TO DO »
Retype every entry word for word.

----------------

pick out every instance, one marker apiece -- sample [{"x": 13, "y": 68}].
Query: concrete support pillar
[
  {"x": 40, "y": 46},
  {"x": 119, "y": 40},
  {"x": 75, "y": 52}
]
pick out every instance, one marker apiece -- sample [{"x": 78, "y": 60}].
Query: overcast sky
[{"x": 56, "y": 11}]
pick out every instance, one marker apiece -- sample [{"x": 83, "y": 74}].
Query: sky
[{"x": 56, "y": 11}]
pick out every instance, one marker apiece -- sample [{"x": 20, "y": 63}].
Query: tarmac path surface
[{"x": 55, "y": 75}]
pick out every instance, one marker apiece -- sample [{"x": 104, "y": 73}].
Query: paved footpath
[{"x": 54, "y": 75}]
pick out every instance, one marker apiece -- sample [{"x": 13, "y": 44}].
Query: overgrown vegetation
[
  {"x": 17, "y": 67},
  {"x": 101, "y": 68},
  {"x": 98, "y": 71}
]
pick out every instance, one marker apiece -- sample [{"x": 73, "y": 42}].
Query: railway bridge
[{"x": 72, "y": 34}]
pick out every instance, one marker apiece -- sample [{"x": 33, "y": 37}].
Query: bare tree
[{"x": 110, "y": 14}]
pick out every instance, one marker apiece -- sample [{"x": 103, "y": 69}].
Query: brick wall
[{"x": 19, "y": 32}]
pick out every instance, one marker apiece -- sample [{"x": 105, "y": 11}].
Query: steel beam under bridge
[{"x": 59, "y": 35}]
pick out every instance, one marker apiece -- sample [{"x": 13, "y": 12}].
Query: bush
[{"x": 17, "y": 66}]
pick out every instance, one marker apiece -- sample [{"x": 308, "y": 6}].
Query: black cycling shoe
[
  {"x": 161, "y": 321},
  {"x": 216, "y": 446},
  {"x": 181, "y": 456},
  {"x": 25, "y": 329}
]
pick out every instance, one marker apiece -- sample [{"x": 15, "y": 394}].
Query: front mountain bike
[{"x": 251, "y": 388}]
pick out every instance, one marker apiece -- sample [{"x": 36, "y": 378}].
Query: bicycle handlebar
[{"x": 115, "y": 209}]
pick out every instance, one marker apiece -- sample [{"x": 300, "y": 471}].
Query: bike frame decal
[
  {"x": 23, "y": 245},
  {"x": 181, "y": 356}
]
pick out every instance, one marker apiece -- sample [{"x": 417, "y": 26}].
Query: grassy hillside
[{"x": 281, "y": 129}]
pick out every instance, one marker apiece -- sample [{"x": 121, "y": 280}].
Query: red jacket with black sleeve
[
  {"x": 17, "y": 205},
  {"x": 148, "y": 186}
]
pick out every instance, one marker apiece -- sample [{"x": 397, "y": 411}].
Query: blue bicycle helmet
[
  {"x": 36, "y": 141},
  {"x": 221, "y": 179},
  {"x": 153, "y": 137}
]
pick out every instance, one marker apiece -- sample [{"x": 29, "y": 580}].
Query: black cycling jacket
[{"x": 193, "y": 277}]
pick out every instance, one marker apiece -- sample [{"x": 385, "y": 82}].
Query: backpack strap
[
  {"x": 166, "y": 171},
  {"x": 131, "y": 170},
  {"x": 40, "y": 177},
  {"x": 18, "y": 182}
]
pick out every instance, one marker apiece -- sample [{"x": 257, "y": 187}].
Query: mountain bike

----------------

SOLVED EXERCISE »
pick out every instance, one marker apiece -- sample [{"x": 13, "y": 68}].
Query: concrete support pillar
[
  {"x": 40, "y": 46},
  {"x": 119, "y": 40},
  {"x": 75, "y": 52}
]
pick out every instance, one marker apiece -- sample [{"x": 78, "y": 60}].
Query: overcast sky
[{"x": 56, "y": 11}]
pick out every instance, one marker apiece -- sample [{"x": 83, "y": 74}].
Query: sky
[{"x": 56, "y": 11}]
pick out every instance, one marker apiece -- sample [{"x": 20, "y": 63}].
Query: tarmac path surface
[{"x": 55, "y": 75}]
pick out every instance, one marker apiece -- sample [{"x": 104, "y": 73}].
Query: paved footpath
[{"x": 54, "y": 75}]
pick out every instance, one marker apiece -- sample [{"x": 13, "y": 44}].
Query: overgrown vegetation
[
  {"x": 17, "y": 67},
  {"x": 101, "y": 68},
  {"x": 98, "y": 71}
]
pick out every instance, one marker apiece -- sample [{"x": 73, "y": 42}].
Query: railway bridge
[{"x": 72, "y": 34}]
pick out every instance, one marker apiece -- sample [{"x": 33, "y": 37}].
Query: bare tree
[{"x": 110, "y": 14}]
pick out every instance, one marker apiece -- sample [{"x": 103, "y": 69}].
Query: brick wall
[{"x": 19, "y": 32}]
pick out every instance, one marker apiece -- sample [{"x": 105, "y": 11}].
Query: steel beam under bridge
[{"x": 59, "y": 35}]
pick out every instance, one marker apiece -- sample [{"x": 13, "y": 12}].
Query: bush
[{"x": 17, "y": 66}]
pick out every instance, one marker apiece -- sample [{"x": 308, "y": 6}].
Query: black cycling shoe
[
  {"x": 161, "y": 321},
  {"x": 216, "y": 446},
  {"x": 181, "y": 456},
  {"x": 25, "y": 329}
]
pick out every instance, one marker apiece -- sample [{"x": 15, "y": 394}].
Query: front mountain bike
[{"x": 251, "y": 388}]
pick out every instance, one marker apiece -- sample [{"x": 36, "y": 378}].
Query: bicycle handlebar
[{"x": 115, "y": 209}]
pick out every instance, one marker apiece -- sample [{"x": 300, "y": 471}].
Query: bike frame decal
[
  {"x": 23, "y": 245},
  {"x": 181, "y": 356}
]
pick out every instance, one marker apiece -- sample [{"x": 417, "y": 26}].
Query: grassy hillside
[{"x": 281, "y": 129}]
pick out every instance, one marker apiece -- sample [{"x": 121, "y": 280}].
Query: red jacket with black sleeve
[
  {"x": 17, "y": 205},
  {"x": 148, "y": 186}
]
pick out every instance, one marker apiece -- sample [{"x": 397, "y": 411}].
Query: blue bicycle helmet
[
  {"x": 36, "y": 141},
  {"x": 221, "y": 179},
  {"x": 153, "y": 137}
]
pick out every instance, one marker apiece -- sample [{"x": 29, "y": 580}].
Query: black cycling jacket
[{"x": 193, "y": 277}]
pick out every instance, one marker apiece -- sample [{"x": 385, "y": 82}].
Query: backpack strap
[
  {"x": 166, "y": 171},
  {"x": 131, "y": 170},
  {"x": 40, "y": 177},
  {"x": 18, "y": 182}
]
pick out every instance, one marker apiece -- sample [{"x": 257, "y": 187}].
Query: mountain bike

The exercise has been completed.